Text block:
BEGIN
Wednesday, January 27, 2010

Interview with health leaders - Interview with Senator Tom Coburn, Democratic Food Fight

Yesterday I had the privilege of interviewing Senator Tom Coburn, M.D., a Republican Senator from Oklahoma who is up for re-election in November 2010. He is a family obstetrician and still practices three hours each Monday morning to stay in touch with the real world of clinical medicine. The interview will appear soon in I will not reproduce it here.

I shall simply say Doctor Coburn was even-minded and ever-handed. He did not gloat over Senator Scott Brown’s win in Massachusetts. He thought it had an impact for today, but did not know how it would affect November’s elections. If President Obama would swing back to the center, he said, he could reverse his political losses.

Coburn favored a market-driven system as the best way to allocate care and costs, but predicted liberal Democrats would never give up their DNA issue - their single-minded quest for a single-payer universal system. He said he honestly did not know if any health reform bill would pass, nor did speculate on chances for passage.

So much for the interview.

The news for today, as discussed interminably in, the Washington Post, the New York Times, and the major television networks is about the food fight among Democrats. This fight is occurring among the more liberal House and the more conservative Senate, among those who don’t want to give up the health reform ghost ; among those who either want to pass a smaller bill; among those who want to declare it dead; among those who want to postpone it and to move on to what really concerns the American people - the economy, the national debt, the distressed middle class.
END
Material provided:
BEGIN
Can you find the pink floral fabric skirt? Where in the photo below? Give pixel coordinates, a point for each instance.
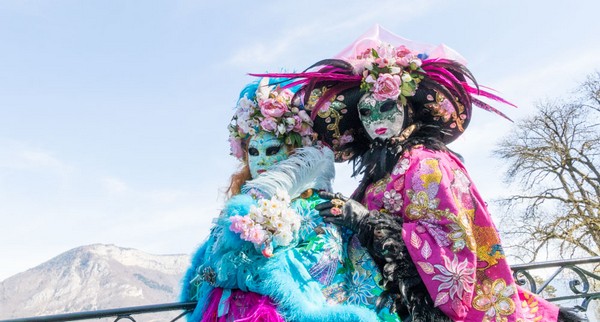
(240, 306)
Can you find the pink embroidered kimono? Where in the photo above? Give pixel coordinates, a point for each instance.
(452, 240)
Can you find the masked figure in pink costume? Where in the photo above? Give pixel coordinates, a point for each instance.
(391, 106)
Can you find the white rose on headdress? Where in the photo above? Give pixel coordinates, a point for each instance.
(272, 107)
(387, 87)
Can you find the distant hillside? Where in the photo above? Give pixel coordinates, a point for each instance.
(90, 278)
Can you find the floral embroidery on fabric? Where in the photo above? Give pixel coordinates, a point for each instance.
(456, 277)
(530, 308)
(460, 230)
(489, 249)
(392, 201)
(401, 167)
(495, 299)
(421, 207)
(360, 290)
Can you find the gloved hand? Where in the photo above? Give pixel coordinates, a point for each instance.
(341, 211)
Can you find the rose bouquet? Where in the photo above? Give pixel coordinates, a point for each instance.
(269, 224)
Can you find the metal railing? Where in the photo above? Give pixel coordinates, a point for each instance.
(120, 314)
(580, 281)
END
BEGIN
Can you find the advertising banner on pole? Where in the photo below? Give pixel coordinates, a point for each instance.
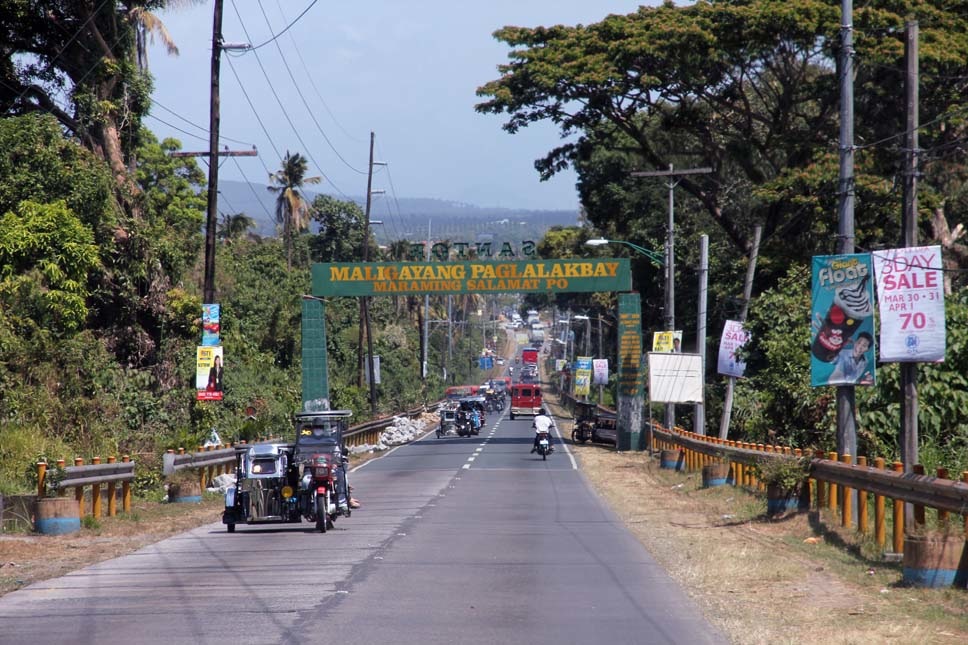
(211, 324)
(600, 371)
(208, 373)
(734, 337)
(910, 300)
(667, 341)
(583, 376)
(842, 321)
END
Actions to take:
A) Rewrite the health reform blog post from "So much for" to "distressed middle class.", swapping "interminably" for "endlessly".
B) Extend the health reform blog post with the next passage, starting after its final sentence.
This data has no connection to the health reform blog post.

Results for the exercise:
A)
So much for the interview.

The news for today, as discussed endlessly in, the Washington Post, the New York Times, and the major television networks is about the food fight among Democrats. This fight is occurring among the more liberal House and the more conservative Senate, among those who don’t want to give up the health reform ghost ; among those who either want to pass a smaller bill; among those who want to declare it dead; among those who want to postpone it and to move on to what really concerns the American people - the economy, the national debt, the distressed middle class.

B)
Reporters are gleefully tossing around bon mots of the past – Will Rodgers comment, “I do not belong to an organized political party, I’m a Democrat.” President Lyndon Johnson’s remark after emerging from a Democratic caucus, “ The difference between a caucus and a cactus is that with a cactus, all the pricks are on the outside.”

At this point, no one knows what solutions or political agendas will emerge. Perhaps President Obama will clarify things tonight in his State of Union address. Perhaps he will “reset” his aims. Perhaps he will carry on with his ambitions unchanged from before.

Meanwhile Senator Coburn says whatever happens, “What is ultimately good for patients will be good for doctors. If doctors are most concerned about their patients and the care they give, they will do just fine.”